>>

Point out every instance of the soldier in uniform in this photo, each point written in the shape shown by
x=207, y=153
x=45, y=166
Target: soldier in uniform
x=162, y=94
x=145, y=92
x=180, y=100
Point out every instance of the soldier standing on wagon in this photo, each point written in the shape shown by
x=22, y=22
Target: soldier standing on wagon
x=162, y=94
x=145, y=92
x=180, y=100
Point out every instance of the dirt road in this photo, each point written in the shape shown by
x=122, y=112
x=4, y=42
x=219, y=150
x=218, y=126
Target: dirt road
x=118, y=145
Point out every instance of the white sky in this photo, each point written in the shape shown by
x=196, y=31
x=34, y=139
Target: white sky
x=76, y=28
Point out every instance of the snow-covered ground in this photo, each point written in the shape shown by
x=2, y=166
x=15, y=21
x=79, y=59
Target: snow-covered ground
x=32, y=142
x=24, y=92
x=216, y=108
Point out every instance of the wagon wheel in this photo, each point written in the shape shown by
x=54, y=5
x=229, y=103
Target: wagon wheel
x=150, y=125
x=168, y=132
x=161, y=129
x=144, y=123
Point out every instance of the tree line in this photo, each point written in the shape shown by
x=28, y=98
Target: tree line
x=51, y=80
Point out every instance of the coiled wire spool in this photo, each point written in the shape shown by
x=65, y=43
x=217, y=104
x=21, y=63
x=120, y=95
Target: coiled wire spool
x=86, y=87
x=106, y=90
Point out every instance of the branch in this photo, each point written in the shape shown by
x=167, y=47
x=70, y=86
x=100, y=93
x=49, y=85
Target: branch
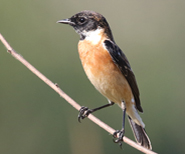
x=67, y=98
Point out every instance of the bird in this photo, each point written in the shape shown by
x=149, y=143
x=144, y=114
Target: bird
x=109, y=70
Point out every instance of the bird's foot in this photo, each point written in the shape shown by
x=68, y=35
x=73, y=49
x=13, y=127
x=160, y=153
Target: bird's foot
x=119, y=139
x=83, y=113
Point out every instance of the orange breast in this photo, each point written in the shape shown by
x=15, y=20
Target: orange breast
x=103, y=73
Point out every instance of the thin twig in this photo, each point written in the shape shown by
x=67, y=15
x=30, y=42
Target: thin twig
x=67, y=98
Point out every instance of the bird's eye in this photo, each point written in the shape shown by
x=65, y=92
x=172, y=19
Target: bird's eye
x=81, y=20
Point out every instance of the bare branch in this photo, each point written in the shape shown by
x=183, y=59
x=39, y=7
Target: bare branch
x=67, y=98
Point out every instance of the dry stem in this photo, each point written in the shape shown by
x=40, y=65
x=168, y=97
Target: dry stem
x=67, y=98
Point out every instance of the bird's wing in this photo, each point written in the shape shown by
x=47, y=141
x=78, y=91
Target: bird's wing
x=121, y=61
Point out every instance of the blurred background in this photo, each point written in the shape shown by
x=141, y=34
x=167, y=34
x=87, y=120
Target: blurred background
x=35, y=120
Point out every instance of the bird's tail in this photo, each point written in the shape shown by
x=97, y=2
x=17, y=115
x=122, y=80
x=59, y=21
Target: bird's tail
x=140, y=134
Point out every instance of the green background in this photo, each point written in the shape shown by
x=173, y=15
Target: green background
x=35, y=120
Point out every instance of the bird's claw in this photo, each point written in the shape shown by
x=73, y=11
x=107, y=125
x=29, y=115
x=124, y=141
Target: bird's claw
x=83, y=113
x=119, y=139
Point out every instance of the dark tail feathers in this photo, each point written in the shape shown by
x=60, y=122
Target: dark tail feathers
x=140, y=135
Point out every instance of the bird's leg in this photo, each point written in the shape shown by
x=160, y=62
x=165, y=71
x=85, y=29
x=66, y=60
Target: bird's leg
x=120, y=133
x=85, y=111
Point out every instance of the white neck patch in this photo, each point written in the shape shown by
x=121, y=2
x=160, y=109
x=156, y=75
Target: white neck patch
x=94, y=36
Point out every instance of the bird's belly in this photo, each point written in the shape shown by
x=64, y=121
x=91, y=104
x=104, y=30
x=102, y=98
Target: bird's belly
x=103, y=73
x=110, y=82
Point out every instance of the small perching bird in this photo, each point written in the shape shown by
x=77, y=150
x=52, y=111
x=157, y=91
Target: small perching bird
x=109, y=71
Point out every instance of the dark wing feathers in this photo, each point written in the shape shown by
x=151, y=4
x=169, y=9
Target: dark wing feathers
x=121, y=61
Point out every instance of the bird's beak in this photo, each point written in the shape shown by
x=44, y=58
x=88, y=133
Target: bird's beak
x=66, y=21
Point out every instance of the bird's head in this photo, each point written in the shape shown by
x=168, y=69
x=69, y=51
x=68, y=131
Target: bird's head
x=88, y=21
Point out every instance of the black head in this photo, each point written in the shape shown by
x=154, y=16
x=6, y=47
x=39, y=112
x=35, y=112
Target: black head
x=86, y=21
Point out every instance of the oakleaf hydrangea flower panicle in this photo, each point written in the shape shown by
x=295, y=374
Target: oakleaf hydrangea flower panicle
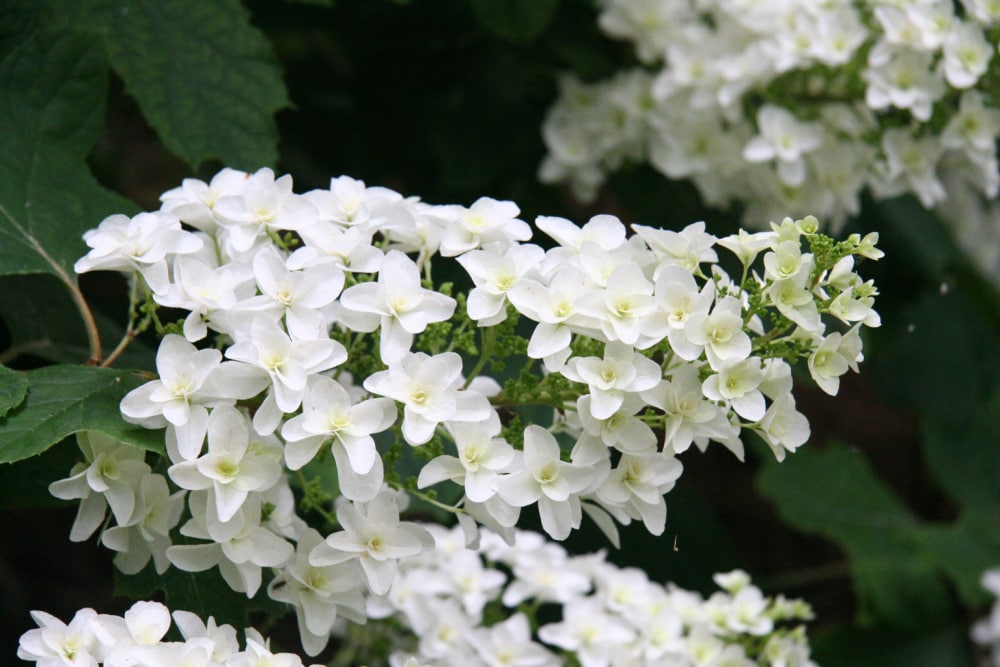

<<

Your instructions:
Copy out every one of the lines above word for word, from the first to the last, leaving out the pictures.

Exercise result:
Point out every instance of the soldier in uniform in this photo, each point written in the shape shown by
x=207, y=153
x=45, y=166
Target: soldier in uniform
x=162, y=94
x=145, y=92
x=180, y=100
Point out every instance of the soldier standing on wagon in this photo, each point written in the shape shown by
x=22, y=22
Target: soldier standing on wagon
x=162, y=94
x=145, y=92
x=180, y=100
Point out every instance of the dirt road in this photo, each point written in the shape shown by
x=122, y=112
x=4, y=42
x=219, y=150
x=218, y=126
Target: dirt road
x=118, y=145
Point out every instance of the white sky in this photo, each point written in the shape shown by
x=196, y=31
x=34, y=139
Target: white sky
x=76, y=28
Point out every instance of the snow-covered ground in this photo, each point written in the shape shown by
x=2, y=166
x=15, y=21
x=79, y=59
Target: snow-covered ground
x=32, y=142
x=24, y=92
x=216, y=108
Point out every instance of the wagon wheel in this photo, each point written in the shape shown by
x=54, y=5
x=229, y=103
Target: wagon wheel
x=150, y=125
x=168, y=132
x=161, y=129
x=144, y=123
Point out every instance of the tree line in this photo, each point written in the shape shown by
x=28, y=98
Target: tree line
x=51, y=80
Point out every instance of the coiled wire spool in this photo, each point written in the shape shown by
x=65, y=43
x=217, y=104
x=21, y=63
x=120, y=95
Target: coiled wire spool
x=86, y=87
x=106, y=90
Point out every instance of the branch in this photo, each point written in the shape shown by
x=167, y=47
x=70, y=86
x=100, y=93
x=49, y=85
Target: branch
x=67, y=98
Point out every instance of the bird in this photo, each point written in the shape shown by
x=149, y=143
x=144, y=114
Target: bird
x=109, y=70
Point out every instance of the bird's foot in this photo, each point written in the shape shown by
x=68, y=35
x=73, y=49
x=13, y=127
x=160, y=153
Target: bird's foot
x=119, y=139
x=83, y=113
Point out every instance of the orange breast in this photo, each point written in the shape shown by
x=15, y=20
Target: orange breast
x=103, y=73
Point out every instance of the thin twig in this photo, each point written in the shape shown by
x=67, y=15
x=30, y=42
Target: thin twig
x=67, y=98
Point out every instance of the bird's eye in this photo, each point written in the shape shown by
x=65, y=92
x=172, y=19
Target: bird's eye
x=81, y=20
Point out every instance of the bare branch in this photo, each point written in the shape shown by
x=183, y=59
x=39, y=7
Target: bare branch
x=67, y=98
Point out every instance of the dry stem in this photo, each point written in the shape shown by
x=40, y=65
x=168, y=97
Target: dry stem
x=67, y=98
Point out every instance of the bird's wing in this photo, each point written in the shape shown by
x=47, y=141
x=78, y=91
Target: bird's wing
x=121, y=61
Point out every instance of the blurred background in this photo, each point written in the shape shown by
x=141, y=34
x=167, y=34
x=87, y=120
Target: blurred background
x=35, y=120
Point out every instance of the bird's tail in this photo, each point written in the shape shown by
x=97, y=2
x=17, y=115
x=122, y=80
x=59, y=21
Target: bird's tail
x=140, y=134
Point out every instance of the green background in this photo, each point written in the shape shown by
x=173, y=15
Target: green background
x=35, y=120
Point out every instance of the bird's claw in this photo, each point written in the shape shown by
x=73, y=11
x=107, y=125
x=29, y=115
x=124, y=141
Target: bird's claw
x=83, y=113
x=119, y=139
Point out every instance of the dark tail feathers in this photo, each point written in the shape shown by
x=60, y=122
Target: dark tail feathers
x=140, y=135
Point out every instance of the bird's leg in this photo, each point written in the shape shown by
x=160, y=62
x=165, y=71
x=85, y=29
x=66, y=60
Target: bird's leg
x=120, y=133
x=85, y=111
Point out every instance of the white neck patch in this photo, each point written in the shape shown by
x=121, y=2
x=160, y=109
x=156, y=75
Target: white neck patch
x=94, y=36
Point out every instance of the bird's belly in this photo, each point written in the shape shown by
x=64, y=121
x=91, y=104
x=104, y=30
x=102, y=98
Target: bird's belly
x=103, y=73
x=110, y=82
Point out every instance of the small perching bird in this photo, each point written in the shape shown by
x=77, y=150
x=52, y=111
x=157, y=91
Target: small perching bird
x=109, y=71
Point out every instance of the dark wing feathers in this photo, each point written in the shape shown by
x=151, y=4
x=169, y=9
Target: dark wing feathers
x=121, y=61
Point out every instance of the bird's beak in this photo, each point written in the shape shown by
x=44, y=58
x=88, y=133
Target: bird's beak
x=66, y=21
Point out every instance of the bird's head in this photo, each point written in the shape shown by
x=168, y=69
x=69, y=51
x=68, y=131
Target: bird's head
x=88, y=21
Point out every instance of the black head in this photo, each point written in the shape shown by
x=154, y=16
x=6, y=47
x=39, y=112
x=35, y=112
Target: black head
x=86, y=21
Point out every instance of the oakleaf hydrangea flower panicle in this photo, each point written in the shape shown by
x=295, y=374
Target: oakleaf hydrangea flower panicle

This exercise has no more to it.